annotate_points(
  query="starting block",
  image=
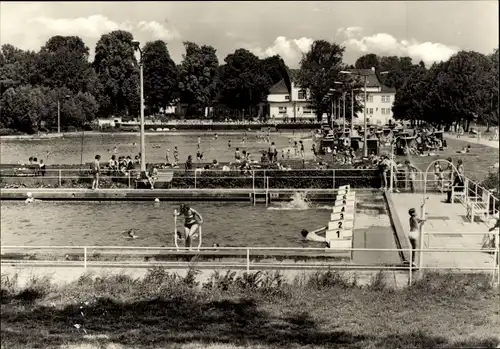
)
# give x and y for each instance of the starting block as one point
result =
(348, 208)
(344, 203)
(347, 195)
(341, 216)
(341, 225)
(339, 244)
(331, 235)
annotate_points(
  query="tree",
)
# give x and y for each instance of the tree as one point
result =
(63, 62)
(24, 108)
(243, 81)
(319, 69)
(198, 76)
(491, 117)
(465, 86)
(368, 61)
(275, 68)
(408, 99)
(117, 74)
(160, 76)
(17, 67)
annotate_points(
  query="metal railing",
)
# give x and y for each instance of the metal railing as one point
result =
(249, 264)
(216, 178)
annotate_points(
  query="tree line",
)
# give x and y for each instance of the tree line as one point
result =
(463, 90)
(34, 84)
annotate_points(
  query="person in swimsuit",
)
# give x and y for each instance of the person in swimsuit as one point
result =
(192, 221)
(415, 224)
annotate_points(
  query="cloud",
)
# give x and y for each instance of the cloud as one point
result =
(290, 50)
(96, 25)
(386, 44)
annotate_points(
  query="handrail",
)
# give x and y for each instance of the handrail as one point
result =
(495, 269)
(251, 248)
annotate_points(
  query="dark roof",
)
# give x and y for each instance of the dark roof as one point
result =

++++++++++++++++++++

■ **Problem to solve**: Any images must be dropped; all other material is to be printed exactly.

■ **Output of the task**:
annotate_points(
  query="starting block",
  image=
)
# give x and y for each instance of the starting block as one point
result =
(348, 208)
(344, 203)
(347, 195)
(341, 216)
(341, 225)
(339, 244)
(331, 235)
annotate_points(
  query="tree",
)
# give x and y for each instance of the tree as one point
result =
(63, 62)
(24, 108)
(243, 81)
(319, 69)
(198, 76)
(491, 117)
(465, 86)
(368, 61)
(275, 68)
(408, 99)
(117, 74)
(160, 76)
(17, 67)
annotate_points(
  query="metal railing",
)
# give x and y for each instance of the metal railing as one point
result =
(249, 264)
(216, 178)
annotate_points(
  query="tree line",
)
# give x and y for each instance of the tree line as one point
result =
(463, 90)
(34, 84)
annotate_points(
  query="person in swimsuit",
)
# give x and y for each instance of the person in swimsuit as one point
result =
(192, 221)
(415, 224)
annotate_points(
  query="cloud",
)
# give x and y for each instance of the cloud as one point
result =
(290, 50)
(96, 25)
(386, 44)
annotate_points(
  query="handrail",
)
# give x and y for each instance of the handrail as one point
result =
(495, 269)
(251, 248)
annotate_points(
  query="dark roof",
)
# give x and y for each instance of the dark roof as one point
result =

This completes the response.